WHAT IS REQUIRED: In the data that follows, find the line containing "point: one pixel per instance, each like <point>243,14</point>."; then quote that line and every line after it, exactly, through the last one.

* BEGIN DATA IN THIS EXERCISE *

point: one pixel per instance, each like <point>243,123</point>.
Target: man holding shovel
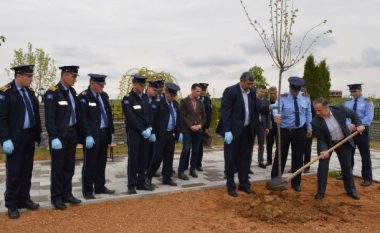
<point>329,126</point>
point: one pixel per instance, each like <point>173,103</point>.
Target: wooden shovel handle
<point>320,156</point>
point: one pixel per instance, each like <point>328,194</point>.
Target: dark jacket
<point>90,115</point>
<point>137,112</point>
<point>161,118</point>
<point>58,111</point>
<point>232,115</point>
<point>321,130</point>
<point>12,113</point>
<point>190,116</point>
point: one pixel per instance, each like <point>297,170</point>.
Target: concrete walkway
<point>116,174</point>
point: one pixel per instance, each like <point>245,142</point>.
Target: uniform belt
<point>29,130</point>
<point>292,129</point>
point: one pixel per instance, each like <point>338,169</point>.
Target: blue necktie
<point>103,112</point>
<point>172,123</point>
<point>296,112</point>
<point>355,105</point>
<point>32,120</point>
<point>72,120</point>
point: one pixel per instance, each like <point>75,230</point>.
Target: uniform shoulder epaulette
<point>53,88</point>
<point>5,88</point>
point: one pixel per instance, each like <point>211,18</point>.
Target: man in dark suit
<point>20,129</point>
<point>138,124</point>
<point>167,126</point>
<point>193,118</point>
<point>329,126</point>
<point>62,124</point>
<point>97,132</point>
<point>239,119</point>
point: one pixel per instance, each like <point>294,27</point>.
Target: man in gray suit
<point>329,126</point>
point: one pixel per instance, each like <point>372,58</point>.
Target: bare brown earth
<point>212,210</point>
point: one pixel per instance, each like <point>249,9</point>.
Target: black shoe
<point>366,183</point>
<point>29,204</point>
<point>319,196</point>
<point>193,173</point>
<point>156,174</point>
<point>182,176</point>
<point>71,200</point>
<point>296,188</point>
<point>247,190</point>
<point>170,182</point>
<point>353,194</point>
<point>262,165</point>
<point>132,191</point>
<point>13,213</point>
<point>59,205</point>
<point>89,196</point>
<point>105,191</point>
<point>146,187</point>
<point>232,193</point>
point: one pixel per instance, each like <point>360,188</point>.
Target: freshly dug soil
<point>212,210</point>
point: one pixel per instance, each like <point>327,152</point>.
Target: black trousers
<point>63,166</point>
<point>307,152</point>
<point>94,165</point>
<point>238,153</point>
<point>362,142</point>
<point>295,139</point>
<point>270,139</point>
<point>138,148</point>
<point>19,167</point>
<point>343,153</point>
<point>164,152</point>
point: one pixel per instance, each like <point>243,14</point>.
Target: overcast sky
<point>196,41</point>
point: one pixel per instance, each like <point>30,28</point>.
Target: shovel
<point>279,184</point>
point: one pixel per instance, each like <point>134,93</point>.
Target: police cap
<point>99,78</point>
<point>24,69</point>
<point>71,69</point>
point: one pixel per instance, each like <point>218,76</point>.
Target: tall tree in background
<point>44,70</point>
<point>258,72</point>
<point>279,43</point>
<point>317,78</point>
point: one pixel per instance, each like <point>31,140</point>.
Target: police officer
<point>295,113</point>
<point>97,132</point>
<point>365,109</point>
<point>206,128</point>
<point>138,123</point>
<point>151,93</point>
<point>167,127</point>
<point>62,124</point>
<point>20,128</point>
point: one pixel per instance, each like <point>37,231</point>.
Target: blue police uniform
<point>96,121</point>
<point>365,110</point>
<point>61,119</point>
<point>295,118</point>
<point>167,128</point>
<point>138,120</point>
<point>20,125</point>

* END DATA IN THIS EXERCISE *

ANSWER FOR THE TASK:
point: one pixel per instance, each like <point>243,14</point>.
Target: overcast sky
<point>196,41</point>
point: one pixel per instance, each like <point>30,28</point>.
Target: shovel
<point>279,184</point>
point: one pixel per instance, each like <point>134,93</point>.
Target: police cap
<point>99,78</point>
<point>24,69</point>
<point>71,69</point>
point: one pixel per instance, each like <point>218,76</point>.
Target: tall tree in background
<point>44,70</point>
<point>258,72</point>
<point>279,43</point>
<point>317,78</point>
point: one pixel per instance, each like <point>31,140</point>.
Target: police officer
<point>295,113</point>
<point>97,132</point>
<point>365,109</point>
<point>206,128</point>
<point>138,123</point>
<point>151,93</point>
<point>167,127</point>
<point>62,124</point>
<point>20,128</point>
point: one pixel per instance, each like <point>37,231</point>.
Target: blue police uniform
<point>96,121</point>
<point>365,110</point>
<point>61,119</point>
<point>295,118</point>
<point>167,128</point>
<point>138,120</point>
<point>20,125</point>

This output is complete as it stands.